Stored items
□ □ □ □ □ □ □
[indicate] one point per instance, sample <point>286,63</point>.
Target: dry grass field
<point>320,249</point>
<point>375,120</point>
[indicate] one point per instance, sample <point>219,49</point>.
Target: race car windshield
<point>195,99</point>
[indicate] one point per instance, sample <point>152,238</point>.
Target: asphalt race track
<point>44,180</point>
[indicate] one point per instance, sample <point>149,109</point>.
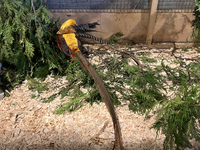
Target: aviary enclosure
<point>53,103</point>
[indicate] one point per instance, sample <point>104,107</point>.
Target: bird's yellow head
<point>67,27</point>
<point>68,23</point>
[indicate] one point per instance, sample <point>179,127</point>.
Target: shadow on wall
<point>171,27</point>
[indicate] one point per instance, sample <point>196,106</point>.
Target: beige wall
<point>169,27</point>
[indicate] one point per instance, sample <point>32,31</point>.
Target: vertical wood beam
<point>152,21</point>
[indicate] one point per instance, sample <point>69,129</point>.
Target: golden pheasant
<point>67,38</point>
<point>69,33</point>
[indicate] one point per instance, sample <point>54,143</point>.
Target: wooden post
<point>152,20</point>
□ □ □ □ □ □ □
Please turn all the records above into a two-column CSV with the headers "input" and "output", one row per record. Put each record's text and its answer in their own quoted fields, with line breaks replaced by spaces, and leave the pictures out.

_Finished answer_
input,output
"[indicate] one point per instance, sample <point>286,63</point>. Target: dry grass field","<point>320,249</point> <point>375,120</point>"
"[indicate] one point per instance, sample <point>219,49</point>. Target: race car windshield","<point>195,99</point>"
"[indicate] one point per instance, sample <point>152,238</point>. Target: asphalt race track","<point>44,180</point>"
"[indicate] one point per instance, sample <point>149,109</point>. Target: aviary enclosure","<point>53,103</point>"
"[indicate] one point per instance, sample <point>104,107</point>. Target: bird's yellow head","<point>67,27</point> <point>68,23</point>"
"[indicate] one point per instance, sample <point>179,127</point>. Target: shadow on wall","<point>171,27</point>"
"[indicate] one point per instance, sample <point>196,106</point>. Target: beige wall","<point>169,27</point>"
"[indicate] one point per instance, sample <point>32,31</point>. Target: vertical wood beam","<point>152,21</point>"
"[indicate] one point per instance, sample <point>69,129</point>. Target: golden pheasant","<point>67,38</point> <point>69,33</point>"
"[indicate] one point per instance, sample <point>54,143</point>. Target: wooden post","<point>152,20</point>"